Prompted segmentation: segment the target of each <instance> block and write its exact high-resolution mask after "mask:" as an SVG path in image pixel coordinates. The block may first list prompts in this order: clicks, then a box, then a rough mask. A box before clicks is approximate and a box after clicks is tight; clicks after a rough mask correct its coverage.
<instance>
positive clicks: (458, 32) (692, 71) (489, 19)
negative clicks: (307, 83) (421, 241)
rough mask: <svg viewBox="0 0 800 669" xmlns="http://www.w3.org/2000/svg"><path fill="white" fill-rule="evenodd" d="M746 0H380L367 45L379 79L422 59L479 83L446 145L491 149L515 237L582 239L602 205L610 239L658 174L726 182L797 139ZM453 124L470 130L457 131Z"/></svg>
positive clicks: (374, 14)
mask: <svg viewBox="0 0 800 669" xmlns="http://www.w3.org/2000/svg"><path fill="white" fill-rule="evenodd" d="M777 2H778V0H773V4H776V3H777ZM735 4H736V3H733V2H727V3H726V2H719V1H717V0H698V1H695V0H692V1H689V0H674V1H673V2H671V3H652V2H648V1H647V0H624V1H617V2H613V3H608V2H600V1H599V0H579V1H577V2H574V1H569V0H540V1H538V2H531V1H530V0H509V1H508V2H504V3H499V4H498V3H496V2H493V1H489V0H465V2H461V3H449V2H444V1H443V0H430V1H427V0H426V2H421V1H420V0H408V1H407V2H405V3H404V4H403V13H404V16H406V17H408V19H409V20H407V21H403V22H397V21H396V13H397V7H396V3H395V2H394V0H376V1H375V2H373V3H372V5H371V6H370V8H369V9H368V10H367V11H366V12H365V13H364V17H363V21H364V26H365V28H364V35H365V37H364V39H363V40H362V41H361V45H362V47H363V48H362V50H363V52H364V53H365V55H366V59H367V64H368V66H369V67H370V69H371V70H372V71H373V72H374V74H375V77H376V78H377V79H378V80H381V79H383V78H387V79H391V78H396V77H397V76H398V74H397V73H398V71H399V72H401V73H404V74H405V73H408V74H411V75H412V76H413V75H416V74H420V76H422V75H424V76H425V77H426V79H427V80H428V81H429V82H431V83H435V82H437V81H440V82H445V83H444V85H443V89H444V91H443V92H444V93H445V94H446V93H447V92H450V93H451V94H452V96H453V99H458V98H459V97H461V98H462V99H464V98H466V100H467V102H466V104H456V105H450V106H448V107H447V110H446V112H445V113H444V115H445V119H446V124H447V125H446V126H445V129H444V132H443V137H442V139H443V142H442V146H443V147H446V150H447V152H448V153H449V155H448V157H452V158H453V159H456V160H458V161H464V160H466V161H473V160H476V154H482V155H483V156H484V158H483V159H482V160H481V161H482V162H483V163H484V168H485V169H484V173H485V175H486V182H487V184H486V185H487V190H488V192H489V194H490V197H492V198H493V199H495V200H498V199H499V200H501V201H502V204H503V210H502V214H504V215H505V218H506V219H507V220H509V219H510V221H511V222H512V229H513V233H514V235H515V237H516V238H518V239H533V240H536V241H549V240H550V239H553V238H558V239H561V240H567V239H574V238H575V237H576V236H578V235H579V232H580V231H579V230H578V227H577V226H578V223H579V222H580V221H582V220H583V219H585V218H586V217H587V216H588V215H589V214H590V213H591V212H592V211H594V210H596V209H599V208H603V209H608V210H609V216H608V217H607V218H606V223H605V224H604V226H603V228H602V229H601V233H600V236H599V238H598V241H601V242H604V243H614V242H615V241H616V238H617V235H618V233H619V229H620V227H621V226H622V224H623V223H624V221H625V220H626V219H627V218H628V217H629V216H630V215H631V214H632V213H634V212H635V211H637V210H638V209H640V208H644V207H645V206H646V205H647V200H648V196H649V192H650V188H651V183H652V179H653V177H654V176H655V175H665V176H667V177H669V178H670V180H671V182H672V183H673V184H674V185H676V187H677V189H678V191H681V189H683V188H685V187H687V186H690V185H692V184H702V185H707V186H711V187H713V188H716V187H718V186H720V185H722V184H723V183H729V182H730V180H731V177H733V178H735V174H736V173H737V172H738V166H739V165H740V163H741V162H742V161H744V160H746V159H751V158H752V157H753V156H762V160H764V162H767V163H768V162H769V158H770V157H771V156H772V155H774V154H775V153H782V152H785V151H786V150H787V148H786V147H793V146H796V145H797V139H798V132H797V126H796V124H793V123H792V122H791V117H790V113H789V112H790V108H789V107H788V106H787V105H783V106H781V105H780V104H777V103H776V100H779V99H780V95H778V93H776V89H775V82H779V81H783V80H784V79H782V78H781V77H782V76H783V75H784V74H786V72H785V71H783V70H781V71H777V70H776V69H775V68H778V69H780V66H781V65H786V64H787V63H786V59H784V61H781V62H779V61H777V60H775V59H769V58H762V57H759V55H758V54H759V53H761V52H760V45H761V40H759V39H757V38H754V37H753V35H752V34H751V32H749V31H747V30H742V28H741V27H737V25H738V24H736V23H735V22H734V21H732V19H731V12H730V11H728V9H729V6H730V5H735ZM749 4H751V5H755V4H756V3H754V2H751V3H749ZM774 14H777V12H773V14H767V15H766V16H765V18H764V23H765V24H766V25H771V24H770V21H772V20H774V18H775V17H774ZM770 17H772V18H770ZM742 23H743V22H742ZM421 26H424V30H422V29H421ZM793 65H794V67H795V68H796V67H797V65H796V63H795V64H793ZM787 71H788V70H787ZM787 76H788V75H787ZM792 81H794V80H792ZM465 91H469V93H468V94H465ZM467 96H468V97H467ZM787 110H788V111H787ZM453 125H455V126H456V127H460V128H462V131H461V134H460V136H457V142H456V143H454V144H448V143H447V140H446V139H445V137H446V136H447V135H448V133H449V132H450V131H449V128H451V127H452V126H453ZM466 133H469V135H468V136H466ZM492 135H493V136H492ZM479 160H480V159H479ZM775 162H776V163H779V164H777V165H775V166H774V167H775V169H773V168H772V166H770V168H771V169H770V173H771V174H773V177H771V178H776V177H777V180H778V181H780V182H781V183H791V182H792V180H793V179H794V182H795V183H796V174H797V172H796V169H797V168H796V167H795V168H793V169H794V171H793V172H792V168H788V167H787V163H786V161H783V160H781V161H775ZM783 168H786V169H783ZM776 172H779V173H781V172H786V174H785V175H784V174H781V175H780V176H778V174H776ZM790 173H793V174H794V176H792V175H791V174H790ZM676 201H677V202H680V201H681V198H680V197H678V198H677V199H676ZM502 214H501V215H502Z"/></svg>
-----
◆ **What this task involves**
Find every line in the records that contains the string "positive", matching case, and copy each of those lines in full.

◆ **Finished task**
positive clicks: (458, 32) (692, 71) (489, 19)
positive clicks: (374, 14)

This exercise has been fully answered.